++++ Selected passage
# Building custom battery packs from salvaged cells?

I have a surplus of used laptop batteries. Disassembly yielded 18 usable cells, 8 are 2,550 mah, the rest are 2,400 mah. All lithium-ion.

I'd like to build a custom battery pack or two to power a prototype a DIY bicycle light.

In the battery packs themselves, the cells were arranged in sets of two or three cells in parallel. (2 parallel cells for the 6 cell pack, 3 parallel cells for the 9 cell pack.) There were no fuses between the cells. The set of cells then were connected to the laptop circuit board, which presumably was the PCM. (The circuit looks the same as a 11.1V PCM, but there were three cells in parallel instead of one.)

I'm thinking about doing something similar in designing my battery pack. Instead of using one cell, I was going to use three in parallel. There are 7.4V CPMs that are rated for 3.5A, using two cells. If I used 6 cells instead, I'd get roughly 50 watt-hours in the battery. That's 7.4V out, enough that most drivers would be happy. I could draw 3A for a xm-l emitter, and get several hours of runtime.
++++++++
++++ Material shown
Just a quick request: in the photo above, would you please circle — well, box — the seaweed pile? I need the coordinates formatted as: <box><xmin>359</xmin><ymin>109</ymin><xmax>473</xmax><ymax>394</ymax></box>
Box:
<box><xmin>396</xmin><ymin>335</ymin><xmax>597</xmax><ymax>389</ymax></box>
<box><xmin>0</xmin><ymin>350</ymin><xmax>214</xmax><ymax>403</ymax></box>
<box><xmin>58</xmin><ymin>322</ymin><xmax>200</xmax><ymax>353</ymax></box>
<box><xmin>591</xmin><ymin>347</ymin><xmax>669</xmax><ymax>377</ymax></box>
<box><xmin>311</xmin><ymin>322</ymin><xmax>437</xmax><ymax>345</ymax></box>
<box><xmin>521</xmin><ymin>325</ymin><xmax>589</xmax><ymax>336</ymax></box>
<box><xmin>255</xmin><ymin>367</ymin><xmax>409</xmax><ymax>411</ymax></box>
++++++++
* _Exercise prompt_
From the post on salvaged-cell battery packs, write out the stretch from "# Building custom" through "mah. All lithium-ion." word for word.

* _Finished exercise_
# Building custom battery packs from salvaged cells?

I have a surplus of used laptop batteries. Disassembly yielded 18 usable cells, 8 are 2,550 mah, the rest are 2,400 mah. All lithium-ion.